- **What needs to be done**
Repeat the records word for word, from the start through the line containing "[102,297,151,351]". Include that line.
═══ Available data ═══
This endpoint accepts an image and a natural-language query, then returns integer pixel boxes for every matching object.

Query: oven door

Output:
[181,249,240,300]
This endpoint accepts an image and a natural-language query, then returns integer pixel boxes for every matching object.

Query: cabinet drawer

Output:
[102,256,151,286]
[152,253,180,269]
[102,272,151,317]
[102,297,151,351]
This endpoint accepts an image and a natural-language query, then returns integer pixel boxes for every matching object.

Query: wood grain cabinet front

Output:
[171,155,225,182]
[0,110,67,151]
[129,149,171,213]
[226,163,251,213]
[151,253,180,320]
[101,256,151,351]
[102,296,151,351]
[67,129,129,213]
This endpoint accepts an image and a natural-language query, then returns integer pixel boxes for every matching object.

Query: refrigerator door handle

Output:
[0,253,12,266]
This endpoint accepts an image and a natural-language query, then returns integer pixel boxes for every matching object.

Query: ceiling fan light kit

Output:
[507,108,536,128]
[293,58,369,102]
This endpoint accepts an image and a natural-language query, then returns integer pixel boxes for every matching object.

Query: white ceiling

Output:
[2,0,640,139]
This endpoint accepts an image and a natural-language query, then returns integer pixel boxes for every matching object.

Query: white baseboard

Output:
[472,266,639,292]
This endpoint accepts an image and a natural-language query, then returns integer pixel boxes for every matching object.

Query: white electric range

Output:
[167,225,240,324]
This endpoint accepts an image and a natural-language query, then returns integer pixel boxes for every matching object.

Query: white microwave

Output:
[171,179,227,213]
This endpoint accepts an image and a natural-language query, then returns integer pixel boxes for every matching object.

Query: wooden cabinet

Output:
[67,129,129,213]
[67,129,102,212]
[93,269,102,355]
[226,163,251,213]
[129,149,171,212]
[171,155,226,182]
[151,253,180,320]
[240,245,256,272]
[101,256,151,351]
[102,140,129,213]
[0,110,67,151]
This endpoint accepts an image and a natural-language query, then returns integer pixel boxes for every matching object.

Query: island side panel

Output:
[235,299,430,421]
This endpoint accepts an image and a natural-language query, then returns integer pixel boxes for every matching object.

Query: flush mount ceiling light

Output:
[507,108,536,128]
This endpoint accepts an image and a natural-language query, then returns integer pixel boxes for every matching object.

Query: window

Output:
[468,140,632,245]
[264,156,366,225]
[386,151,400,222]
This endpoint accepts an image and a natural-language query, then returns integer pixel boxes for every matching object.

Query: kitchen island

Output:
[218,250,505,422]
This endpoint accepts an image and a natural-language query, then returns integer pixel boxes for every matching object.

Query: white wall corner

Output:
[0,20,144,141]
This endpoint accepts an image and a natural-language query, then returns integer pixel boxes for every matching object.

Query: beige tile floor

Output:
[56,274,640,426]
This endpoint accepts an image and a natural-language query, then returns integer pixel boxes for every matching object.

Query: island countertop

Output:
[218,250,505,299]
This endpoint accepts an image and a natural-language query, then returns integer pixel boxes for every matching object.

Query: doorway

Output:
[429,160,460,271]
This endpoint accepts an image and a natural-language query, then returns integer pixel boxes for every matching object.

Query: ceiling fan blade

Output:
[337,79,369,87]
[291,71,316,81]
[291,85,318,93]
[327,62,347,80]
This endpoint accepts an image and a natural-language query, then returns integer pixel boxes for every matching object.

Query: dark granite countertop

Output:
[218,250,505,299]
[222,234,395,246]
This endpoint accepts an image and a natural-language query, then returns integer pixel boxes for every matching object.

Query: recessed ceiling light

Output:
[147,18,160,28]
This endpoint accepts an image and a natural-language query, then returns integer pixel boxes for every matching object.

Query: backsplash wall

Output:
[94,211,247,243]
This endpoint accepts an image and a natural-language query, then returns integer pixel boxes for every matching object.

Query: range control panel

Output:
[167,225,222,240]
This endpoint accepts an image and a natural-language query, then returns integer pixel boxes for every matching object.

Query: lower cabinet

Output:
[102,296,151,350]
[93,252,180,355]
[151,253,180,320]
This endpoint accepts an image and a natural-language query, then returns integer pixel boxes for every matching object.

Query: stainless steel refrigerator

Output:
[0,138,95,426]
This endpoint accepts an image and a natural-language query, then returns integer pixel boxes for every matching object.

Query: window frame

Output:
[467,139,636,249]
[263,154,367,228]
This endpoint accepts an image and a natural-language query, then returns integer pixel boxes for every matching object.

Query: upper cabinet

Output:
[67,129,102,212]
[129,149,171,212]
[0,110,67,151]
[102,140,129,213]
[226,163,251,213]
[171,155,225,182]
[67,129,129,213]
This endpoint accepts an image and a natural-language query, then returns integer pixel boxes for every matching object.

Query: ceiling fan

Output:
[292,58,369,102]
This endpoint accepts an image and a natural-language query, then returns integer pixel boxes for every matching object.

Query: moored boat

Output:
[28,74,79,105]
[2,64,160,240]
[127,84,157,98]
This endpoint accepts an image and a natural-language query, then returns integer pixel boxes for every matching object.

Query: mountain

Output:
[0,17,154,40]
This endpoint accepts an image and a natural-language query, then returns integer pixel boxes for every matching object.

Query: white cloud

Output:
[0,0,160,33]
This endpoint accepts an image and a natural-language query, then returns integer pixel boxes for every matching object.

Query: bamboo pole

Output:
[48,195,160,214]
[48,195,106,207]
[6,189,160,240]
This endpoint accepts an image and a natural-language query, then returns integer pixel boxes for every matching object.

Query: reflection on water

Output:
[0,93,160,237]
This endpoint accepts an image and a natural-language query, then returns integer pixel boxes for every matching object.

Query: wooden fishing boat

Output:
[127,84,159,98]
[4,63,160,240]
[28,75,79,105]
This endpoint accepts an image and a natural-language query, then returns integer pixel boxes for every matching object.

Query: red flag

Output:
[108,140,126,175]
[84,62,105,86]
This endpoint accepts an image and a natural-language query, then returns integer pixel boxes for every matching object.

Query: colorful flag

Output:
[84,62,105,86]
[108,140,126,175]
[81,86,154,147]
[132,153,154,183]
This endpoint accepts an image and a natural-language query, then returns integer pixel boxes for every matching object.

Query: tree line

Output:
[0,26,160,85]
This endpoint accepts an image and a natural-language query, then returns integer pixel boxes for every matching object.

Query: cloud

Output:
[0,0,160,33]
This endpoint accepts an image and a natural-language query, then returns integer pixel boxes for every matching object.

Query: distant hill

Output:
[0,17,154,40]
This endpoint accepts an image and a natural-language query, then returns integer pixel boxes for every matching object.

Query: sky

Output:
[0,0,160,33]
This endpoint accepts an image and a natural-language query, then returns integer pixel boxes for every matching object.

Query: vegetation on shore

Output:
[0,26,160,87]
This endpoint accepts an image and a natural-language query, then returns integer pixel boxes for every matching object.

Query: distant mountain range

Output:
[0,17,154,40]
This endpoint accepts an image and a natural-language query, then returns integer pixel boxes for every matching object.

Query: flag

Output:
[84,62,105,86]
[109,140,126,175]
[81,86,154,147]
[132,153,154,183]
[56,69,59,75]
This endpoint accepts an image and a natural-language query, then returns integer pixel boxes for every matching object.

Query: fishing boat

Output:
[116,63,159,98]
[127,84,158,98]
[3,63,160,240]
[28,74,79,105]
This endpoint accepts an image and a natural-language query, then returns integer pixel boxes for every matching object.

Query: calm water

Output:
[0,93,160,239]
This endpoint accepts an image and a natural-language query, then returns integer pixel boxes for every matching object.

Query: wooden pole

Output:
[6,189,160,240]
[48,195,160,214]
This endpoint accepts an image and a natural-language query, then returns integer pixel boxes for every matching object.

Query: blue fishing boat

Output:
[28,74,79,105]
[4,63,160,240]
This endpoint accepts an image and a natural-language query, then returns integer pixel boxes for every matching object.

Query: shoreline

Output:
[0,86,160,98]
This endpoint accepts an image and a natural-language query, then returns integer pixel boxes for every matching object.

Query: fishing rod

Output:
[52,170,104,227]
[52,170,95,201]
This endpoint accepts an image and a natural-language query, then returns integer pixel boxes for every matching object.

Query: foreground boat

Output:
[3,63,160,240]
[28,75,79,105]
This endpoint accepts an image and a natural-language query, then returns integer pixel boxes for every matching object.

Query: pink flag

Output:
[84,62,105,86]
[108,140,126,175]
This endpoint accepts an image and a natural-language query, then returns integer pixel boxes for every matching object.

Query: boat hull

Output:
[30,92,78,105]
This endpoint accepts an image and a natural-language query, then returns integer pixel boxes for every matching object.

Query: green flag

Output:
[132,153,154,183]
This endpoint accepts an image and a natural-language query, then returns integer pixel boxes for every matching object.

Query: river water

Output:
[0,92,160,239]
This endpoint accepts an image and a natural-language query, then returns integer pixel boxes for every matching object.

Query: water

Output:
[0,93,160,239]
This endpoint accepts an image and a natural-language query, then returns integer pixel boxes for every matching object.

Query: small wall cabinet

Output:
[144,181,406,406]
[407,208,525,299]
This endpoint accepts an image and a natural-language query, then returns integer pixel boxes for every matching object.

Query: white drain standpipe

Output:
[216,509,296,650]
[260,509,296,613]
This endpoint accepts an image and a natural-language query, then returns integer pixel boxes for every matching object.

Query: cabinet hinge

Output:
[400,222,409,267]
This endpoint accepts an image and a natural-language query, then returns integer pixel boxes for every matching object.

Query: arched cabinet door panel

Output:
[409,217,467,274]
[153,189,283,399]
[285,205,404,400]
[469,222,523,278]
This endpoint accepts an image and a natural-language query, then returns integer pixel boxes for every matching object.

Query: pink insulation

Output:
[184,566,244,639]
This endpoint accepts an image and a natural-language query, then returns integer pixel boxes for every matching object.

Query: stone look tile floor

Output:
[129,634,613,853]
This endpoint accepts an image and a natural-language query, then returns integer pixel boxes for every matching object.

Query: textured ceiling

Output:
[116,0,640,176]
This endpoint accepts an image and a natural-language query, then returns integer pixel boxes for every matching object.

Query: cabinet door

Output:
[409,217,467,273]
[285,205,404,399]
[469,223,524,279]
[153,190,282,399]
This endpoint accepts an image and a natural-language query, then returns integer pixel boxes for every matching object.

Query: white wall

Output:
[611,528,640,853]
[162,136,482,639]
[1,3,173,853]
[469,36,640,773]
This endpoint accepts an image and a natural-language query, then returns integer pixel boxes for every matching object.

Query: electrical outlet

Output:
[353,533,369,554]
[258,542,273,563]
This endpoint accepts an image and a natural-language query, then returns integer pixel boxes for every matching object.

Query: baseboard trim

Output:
═══
- **Written solution**
This endpoint accepts an image and a natural-language query, then returns integer pixel boxes for every matching object.

Query: oven door

Output:
[181,249,240,300]
This endpoint accepts an image and a natural-language query, then returns integer pixel boxes for every matching object.

Query: cabinet drawer

Output:
[102,256,151,286]
[152,253,180,269]
[102,272,151,317]
[102,297,151,351]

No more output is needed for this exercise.